### Yazılı alıştırma 1
Türklerin üretim düzenini anlatan metne göre İhsan Cora, ahilerin esnaf ve sanatkârların bulunmadığı köylerde hangi ad altında örgütlendiğini söylüyor?
### Yazılı alıştırma 2
Türklerin üretim düzenini anlatan metinden "Türklerin Anadolu’yu fethederken" sözleriyle başlayan bölümü alıp "statüsünde teşvik edilmektedir." sözlerinden sonra keserek hiçbir değişiklik yapmadan yazın.
### Yazılı alıştırma 3
Türklerin üretim düzenini anlatan metni, gösterilen son cümleden sonra gelecek şekilde devam ettirin.

### Gösterilen metin
»»

Türklerin Anadolu’yu fethederken harekete geçirdikleri bu beş zümre, bir yerleşme düzeni ve toplum inşası gerektirmektedir. Bu düzenin temel vasfı, toplumun “aile” temelinde inşa edilmesi, halkın geçimliğini temin etmesinin devlet tarafından garanti edilmesi, pazarın kurulması, üretim ve ticaretin helal rızkı aramak davasına bağlanmasıdır. Bu kapsamda Osmanlı’da askerî düzen reâyâ denilen halkın üretim için önündeki tüm engellerin kaldırılmasını esas almaktaydı.
Bu model günümüzde
Türkiye’de işletilmemekte ve vergi vermeyen (aynı zamanda üretmeyen) bir
gençlik “öğrenci” statüsünde teşvik edilmektedir.
Türklerin
Çalışma Felsefesi “Aile İşletmesi” Esası Üzerinde Yükselmiştir:
Türklerin çalışma-üretim zümrelerini
Ahiyân-ı Rûm ve Bacıyân-ı Rûm adlı iki teşkilatlanma hareketi oluşturmaktadır.
Bu iki zümrenin getirdiği model nedeniyle Türk iktisadî sistemi “aile işletmesi”
olarak tesis edilmiştir. Ahi-Bacı sisteminin sadece şehirlerde üretim yaptığı
düşüncesi hatalıdır. İhsan Cora’ya göre ahiler köylerde de örgütlenmişlerdir:
“Ahiler
Anadolu’nun hemen her şehir, kasaba ve hatta köylerinde mevcuttur. Ahiler,
esnaf ve sanatkarların olmadığı köylerde ise “yaren” adı altında
örgütlenmiştir. Şehirlerde ise her sanat kolu için ayrı birlikler kurulmuştur.

««

### Verilen bilgiler
»»

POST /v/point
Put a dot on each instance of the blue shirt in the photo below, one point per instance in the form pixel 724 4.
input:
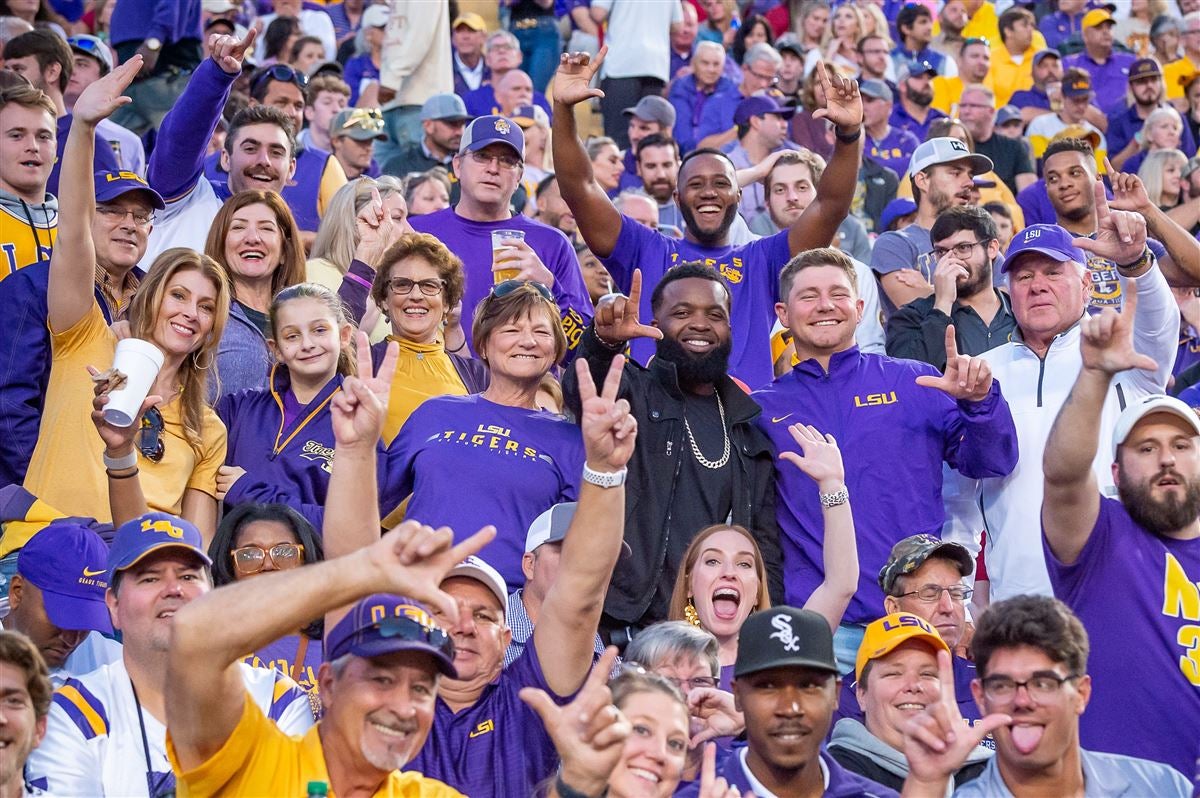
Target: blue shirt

««

### Cevap 1
Ahiler bu köylerde “yaren” adı altında örgütlenmiştir.

### Cevap 2
Türklerin Anadolu’yu fethederken harekete geçirdikleri bu beş zümre, bir yerleşme düzeni ve toplum inşası gerektirmektedir. Bu düzenin temel vasfı, toplumun “aile” temelinde inşa edilmesi, halkın geçimliğini temin etmesinin devlet tarafından garanti edilmesi, pazarın kurulması, üretim ve ticaretin helal rızkı aramak davasına bağlanmasıdır. Bu kapsamda Osmanlı’da askerî düzen reâyâ denilen halkın üretim için önündeki tüm engellerin kaldırılmasını esas almaktaydı.
Bu model günümüzde
Türkiye’de işletilmemekte ve vergi vermeyen (aynı zamanda üretmeyen) bir
gençlik “öğrenci” statüsünde teşvik edilmektedir.

### Cevap 3
Bir meslekte ayrı örgüt kuracak kadar esnaf ve sanatkarın bulunmadığı yerlerde ise
birbirine yakın meslek mensupları aynı çatı altında toplanmışlardır. Daha küçük
yerlerde ise bütün mesleklerin mensupları aynı çatıda toplanırdı. Ahi
birlikleri arasındaki münasebetleri büyük meclis sağlardı. Ülke genelindeki
bütün esnaf birlikleri ise Kırşehir’deki Ahi Evran Zaviyesi’ne bağlıydılar. Bu
zaviyenin başında bulunan Ahi Baba ise bütün sanatkarların piri olan Ahi Evran
Veli’nin halifesiydi. Örgüt bu şekilde bir merkeze bağlıydı” (Cora, 2017).
Ahi ve Bacı’ların erkek
ve kadın örgütleri olarak düşünülmesi Osmanlı toplum düzeni incelendiğinde
yanlış neticeler verecektir. Çünkü Osmanlı’da kadın ve erkeğin iktisadî
faaliyeti bekâr kalmaya müsait değildir. Hatta bu ifadeden hareketle Osmanlı iktisadî
sisteminde erkeğin “erkek işleri” ve kadının da “kadın işleri” denilebilecek
bir iş anlayışı ile hareket ettiğine işaret edilebilir.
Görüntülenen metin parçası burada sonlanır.